— Given problem —
Reproduce all of the entries below verbatim, line by line, with nothing added or left out.

— Task input —
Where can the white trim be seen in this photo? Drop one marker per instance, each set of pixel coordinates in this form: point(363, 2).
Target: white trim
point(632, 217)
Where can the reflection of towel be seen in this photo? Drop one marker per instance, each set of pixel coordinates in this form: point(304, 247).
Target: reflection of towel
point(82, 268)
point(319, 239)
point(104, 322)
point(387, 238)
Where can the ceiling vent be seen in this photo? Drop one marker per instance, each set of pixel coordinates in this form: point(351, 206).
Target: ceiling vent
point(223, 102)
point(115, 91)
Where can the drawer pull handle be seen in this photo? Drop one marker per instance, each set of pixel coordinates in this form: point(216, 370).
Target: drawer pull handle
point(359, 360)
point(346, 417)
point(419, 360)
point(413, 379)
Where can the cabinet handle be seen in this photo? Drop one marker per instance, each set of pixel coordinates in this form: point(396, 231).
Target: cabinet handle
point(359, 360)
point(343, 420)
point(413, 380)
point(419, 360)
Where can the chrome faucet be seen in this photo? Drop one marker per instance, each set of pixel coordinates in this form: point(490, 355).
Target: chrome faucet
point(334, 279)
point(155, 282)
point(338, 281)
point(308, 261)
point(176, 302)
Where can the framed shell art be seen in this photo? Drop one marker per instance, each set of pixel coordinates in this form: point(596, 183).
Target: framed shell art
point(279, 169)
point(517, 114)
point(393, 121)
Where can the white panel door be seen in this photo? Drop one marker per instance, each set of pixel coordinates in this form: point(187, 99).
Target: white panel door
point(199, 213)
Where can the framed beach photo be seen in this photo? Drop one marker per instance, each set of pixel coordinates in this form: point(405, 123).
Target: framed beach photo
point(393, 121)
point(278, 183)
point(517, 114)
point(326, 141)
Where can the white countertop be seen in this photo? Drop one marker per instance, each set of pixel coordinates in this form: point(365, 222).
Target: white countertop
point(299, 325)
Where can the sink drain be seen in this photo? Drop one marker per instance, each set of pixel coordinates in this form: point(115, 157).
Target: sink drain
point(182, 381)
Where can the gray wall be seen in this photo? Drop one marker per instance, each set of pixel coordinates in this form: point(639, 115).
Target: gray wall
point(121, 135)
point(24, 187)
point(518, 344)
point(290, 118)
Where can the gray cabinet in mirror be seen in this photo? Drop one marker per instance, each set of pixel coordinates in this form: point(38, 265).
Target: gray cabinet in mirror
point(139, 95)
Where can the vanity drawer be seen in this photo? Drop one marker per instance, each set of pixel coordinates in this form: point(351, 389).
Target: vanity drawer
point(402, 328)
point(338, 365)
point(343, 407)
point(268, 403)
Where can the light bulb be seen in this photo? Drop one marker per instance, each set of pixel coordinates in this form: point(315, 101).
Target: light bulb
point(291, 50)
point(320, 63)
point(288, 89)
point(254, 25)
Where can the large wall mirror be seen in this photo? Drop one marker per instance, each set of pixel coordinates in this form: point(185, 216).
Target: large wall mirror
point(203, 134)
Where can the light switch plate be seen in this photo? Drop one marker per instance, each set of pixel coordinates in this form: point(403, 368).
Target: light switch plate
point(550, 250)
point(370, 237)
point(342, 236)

— Final result —
Where can the white trim be seen in this photo? Drop one marker per instance, each set of pixel coordinates in this form: point(363, 2).
Target: white trim
point(632, 217)
Where can the reflection of towel be seen in this photo? Drop one marker per instance, each set of pixel coordinates in this form: point(304, 247).
Target: reflection of towel
point(82, 268)
point(319, 239)
point(104, 322)
point(387, 238)
Where can the ceiling vent be seen in this photo? Drop one marker per instance, each set of pixel coordinates in this form: point(351, 206).
Target: ceiling vent
point(223, 102)
point(115, 91)
Where can the drawer pull handle be seen in this photo? Drop one marker per instance, each set of pixel coordinates in this form: point(216, 370).
Target: drawer pull handle
point(359, 360)
point(346, 417)
point(419, 360)
point(413, 379)
Where can the cabinet handle be seen in this photo? Drop one marker per instance, each set of pixel coordinates in this form: point(396, 231).
Target: cabinet handle
point(359, 360)
point(343, 420)
point(413, 380)
point(419, 360)
Where can the chrome faucet be seen in this photo? Drop one marker per instance, each set of pixel coordinates in this form: point(490, 355).
Target: chrome faucet
point(334, 279)
point(155, 282)
point(338, 281)
point(308, 261)
point(176, 302)
Where can the framed shell art be seen in this photo? Drop one marker per instance, each set of pixel coordinates in this form: point(596, 183).
Target: framed shell art
point(279, 169)
point(517, 114)
point(393, 121)
Where can the white panel door be seen in this photo? Drop one marker per instance, each set of pixel coordinates in this form: point(187, 99).
Target: white panel door
point(199, 213)
Where can the framed beach photo be seen in this photo? Drop one marker per instance, each set of pixel coordinates in this form: point(405, 123).
Target: framed beach photo
point(393, 121)
point(278, 183)
point(517, 114)
point(326, 141)
Where can the white countertop be seen in this photo? Drop one marker per instance, each set of pixel coordinates in this form: point(365, 222).
Target: white countertop
point(299, 325)
Where can the sink drain be seen in this photo? Drop one marker per instance, each set of pixel coordinates in this form: point(115, 157).
Target: sink drain
point(182, 381)
Where can the gray wall be seen in this photo? Drop one marker per instance, each set of pixel coordinates in this form: point(639, 115).
Target: gray wall
point(121, 135)
point(24, 187)
point(518, 344)
point(290, 118)
Where can the gray cabinet in mirror be seen in this photo? Drop one marker per instance, each set of pixel coordinates in this form: point(38, 265).
Target: gray cabinet in mirror
point(139, 95)
Where can the vanity drawer be seen in this photo? Drop one marker per instance, each set of pixel coordinates in this form: point(351, 389).
Target: vanity drawer
point(402, 328)
point(338, 365)
point(343, 407)
point(268, 403)
Where can the light bulb be seen in this photo? Drop one marker per instance, each set of pixel coordinates in this form: point(315, 101).
Target: light bulb
point(291, 50)
point(320, 63)
point(288, 89)
point(254, 25)
Where can the large wall mirror be seen in this photo? Drop one marker per instance, each set of pixel coordinates in this form: point(185, 216).
Target: large wall mirror
point(203, 134)
Where can the light switch plate be seen in this photo? Drop one marker per instance, each set of pixel coordinates in this form: point(403, 368).
Target: light switch plate
point(550, 250)
point(370, 237)
point(342, 236)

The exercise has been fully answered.